Re: [Pytables-users] Improving my write speed

sreeaurovindh viswanathan Mon, 19 Mar 2012 11:40:23 -0700

Thanks for your clarification and immense help

Regards
Sree aurovindh V


On Mon, Mar 19, 2012 at 11:58 PM, Anthony Scopatz <scop...@gmail.com> wrote:

> On Mon, Mar 19, 2012 at 12:08 PM, sreeaurovindh viswanathan <
> sreeaurovi...@gmail.com> wrote:
>
> [snip]
>
>
>> 2) Can you please point out to an example where i can do block hdf5 file
>> write using pytables (sorry for this naive question)
>>
>
> The Table.append() method (
> http://pytables.github.com/usersguide/libref.html#tables.Table.append)
> allows you to write multiple rows at the same time.  Arrays have similar
> methods (http://pytables.github.com/usersguide/libref.html#earray-methods)
> if they are extensible.   Please note that these methods accept any
> sequence which can be converted to a numpy record array!
>
> Be Well
> Anthony
>
>
>>
>> Thanks
>> Sree aurovindh V
>>
>> On Mon, Mar 19, 2012 at 10:16 PM, Anthony Scopatz <scop...@gmail.com>wrote:
>>
>>> What Francesc said ;)

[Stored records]

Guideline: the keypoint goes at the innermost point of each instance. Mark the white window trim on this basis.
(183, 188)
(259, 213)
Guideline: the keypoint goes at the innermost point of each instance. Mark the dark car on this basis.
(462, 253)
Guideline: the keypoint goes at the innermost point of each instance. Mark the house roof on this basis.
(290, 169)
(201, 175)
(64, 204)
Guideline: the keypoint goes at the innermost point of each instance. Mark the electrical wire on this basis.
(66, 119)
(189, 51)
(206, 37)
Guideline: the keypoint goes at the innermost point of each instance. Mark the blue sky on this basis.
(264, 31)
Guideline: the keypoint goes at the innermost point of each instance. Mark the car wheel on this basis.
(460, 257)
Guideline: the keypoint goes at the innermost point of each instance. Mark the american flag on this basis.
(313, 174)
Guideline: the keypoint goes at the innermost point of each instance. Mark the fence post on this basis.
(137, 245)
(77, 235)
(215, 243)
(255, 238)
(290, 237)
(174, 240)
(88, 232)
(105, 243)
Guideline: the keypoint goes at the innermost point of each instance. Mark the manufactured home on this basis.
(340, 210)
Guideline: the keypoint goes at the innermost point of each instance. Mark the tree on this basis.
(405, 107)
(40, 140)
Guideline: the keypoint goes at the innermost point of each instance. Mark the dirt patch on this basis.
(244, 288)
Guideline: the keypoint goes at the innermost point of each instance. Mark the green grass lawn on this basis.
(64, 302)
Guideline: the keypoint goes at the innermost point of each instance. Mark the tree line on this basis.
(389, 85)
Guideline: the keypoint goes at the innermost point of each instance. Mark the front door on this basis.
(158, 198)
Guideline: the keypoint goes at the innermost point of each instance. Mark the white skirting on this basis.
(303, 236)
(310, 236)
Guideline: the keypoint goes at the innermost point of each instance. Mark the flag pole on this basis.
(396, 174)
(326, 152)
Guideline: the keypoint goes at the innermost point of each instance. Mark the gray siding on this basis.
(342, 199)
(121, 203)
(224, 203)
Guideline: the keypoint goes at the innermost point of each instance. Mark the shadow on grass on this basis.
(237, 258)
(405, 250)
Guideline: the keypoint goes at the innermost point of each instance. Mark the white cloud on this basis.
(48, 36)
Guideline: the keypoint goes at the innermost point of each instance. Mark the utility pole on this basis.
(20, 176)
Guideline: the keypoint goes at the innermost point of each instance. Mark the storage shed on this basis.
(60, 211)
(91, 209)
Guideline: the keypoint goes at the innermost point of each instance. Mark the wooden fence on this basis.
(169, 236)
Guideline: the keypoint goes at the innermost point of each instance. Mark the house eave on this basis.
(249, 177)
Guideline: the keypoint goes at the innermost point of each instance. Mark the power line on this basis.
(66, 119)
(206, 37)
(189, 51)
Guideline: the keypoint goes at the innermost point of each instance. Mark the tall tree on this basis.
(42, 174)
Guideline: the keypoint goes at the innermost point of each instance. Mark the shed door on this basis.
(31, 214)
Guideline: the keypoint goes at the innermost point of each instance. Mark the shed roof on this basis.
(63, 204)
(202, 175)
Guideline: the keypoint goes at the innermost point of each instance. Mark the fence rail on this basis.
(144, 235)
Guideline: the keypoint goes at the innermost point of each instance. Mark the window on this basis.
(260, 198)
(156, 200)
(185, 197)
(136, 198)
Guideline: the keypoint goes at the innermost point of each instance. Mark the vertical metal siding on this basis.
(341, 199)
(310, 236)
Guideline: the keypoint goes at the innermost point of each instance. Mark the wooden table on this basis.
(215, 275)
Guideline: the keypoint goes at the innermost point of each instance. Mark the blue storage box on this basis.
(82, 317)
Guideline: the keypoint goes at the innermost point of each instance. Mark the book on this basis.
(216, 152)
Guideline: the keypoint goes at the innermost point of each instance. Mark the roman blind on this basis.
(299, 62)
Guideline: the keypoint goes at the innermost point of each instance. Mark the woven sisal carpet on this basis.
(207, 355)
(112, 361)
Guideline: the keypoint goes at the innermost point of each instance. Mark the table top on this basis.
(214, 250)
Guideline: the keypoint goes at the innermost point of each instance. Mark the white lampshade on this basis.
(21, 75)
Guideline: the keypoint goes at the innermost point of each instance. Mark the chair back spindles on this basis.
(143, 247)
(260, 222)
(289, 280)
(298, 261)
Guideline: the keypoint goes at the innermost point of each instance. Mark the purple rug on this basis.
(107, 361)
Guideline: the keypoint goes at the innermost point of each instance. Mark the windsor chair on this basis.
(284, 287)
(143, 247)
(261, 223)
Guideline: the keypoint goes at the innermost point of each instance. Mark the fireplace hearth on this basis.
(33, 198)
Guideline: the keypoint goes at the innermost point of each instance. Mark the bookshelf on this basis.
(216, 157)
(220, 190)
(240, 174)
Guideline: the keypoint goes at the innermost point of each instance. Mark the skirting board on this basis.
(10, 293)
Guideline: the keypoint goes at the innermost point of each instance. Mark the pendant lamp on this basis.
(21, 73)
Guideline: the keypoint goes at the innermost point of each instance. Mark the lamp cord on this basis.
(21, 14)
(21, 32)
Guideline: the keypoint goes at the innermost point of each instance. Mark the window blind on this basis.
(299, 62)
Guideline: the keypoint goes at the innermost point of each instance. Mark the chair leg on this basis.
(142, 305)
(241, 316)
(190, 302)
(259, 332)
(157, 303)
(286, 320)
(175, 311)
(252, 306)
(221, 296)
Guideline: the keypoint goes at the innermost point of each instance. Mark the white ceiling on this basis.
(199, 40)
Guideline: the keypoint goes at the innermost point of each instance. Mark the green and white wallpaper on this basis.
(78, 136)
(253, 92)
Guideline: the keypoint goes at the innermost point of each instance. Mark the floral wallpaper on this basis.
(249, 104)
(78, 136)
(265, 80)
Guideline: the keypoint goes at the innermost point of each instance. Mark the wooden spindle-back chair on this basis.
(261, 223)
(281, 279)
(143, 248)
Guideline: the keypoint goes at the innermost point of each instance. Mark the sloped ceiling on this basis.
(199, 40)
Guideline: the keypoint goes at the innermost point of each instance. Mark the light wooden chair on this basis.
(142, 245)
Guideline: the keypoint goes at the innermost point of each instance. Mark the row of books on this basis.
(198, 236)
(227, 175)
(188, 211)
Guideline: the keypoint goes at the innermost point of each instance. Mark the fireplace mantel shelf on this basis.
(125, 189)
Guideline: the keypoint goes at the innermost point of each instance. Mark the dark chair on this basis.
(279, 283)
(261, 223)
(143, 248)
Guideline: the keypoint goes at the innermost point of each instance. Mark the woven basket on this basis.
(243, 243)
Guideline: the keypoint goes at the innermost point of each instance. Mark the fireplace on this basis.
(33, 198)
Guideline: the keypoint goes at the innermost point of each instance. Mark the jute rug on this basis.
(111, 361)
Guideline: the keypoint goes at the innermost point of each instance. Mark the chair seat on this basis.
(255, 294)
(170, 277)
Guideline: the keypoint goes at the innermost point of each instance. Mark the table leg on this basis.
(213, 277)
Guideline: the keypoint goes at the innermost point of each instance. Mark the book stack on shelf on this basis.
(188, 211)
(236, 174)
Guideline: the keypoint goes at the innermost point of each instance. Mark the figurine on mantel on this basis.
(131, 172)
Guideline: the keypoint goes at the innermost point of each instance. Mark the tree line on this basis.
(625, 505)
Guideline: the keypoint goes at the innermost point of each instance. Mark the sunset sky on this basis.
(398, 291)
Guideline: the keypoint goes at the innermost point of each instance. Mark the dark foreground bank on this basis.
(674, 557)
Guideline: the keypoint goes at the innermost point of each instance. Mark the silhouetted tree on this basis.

**JOB 1**.
In the PyTables write-speed thread, which method is named as allowing multiple rows to be written to a table at the same time?
**JOB 2**.
Carry on the PyTables write-speed thread from its final line.

**TASK RESULT 1**.
The Table.append() method.

**TASK RESULT 2**.
>>>
>>>
>>> On Mon, Mar 19, 2012 at 11:43 AM, Francesc Alted <fal...@gmail.com>wrote:
>>>
>>>> My advice regarding parallelization is: do not worry about this *at
>>>> all* unless you already spent long time profiling your problem and you are
>>>> sure that parallelizing could be of help.  99% of the time is much more
>>>> productive focusing on improving serial speed.
>>>>
>>>> Please, try to follow Anthony's suggestion and split your queries in
>>>> blocks, and pass these blocks to PyTables.  That would represent a huge
>>>> win.  For example, use:
>>>>
>>>> SELECT * FROM `your_table` LIMIT 0, 10000
>>>>
>>>> for the first block, and send the results to `Table.append`.  Then go
>>>> for the second block as:
>>>>
>>>> SELECT * FROM `your_table` LIMIT 10000, 20000
>>>>
>>>> and pass this to `Table.append`.  And so on and so forth until you
>>>> exhaust all the data in your tables.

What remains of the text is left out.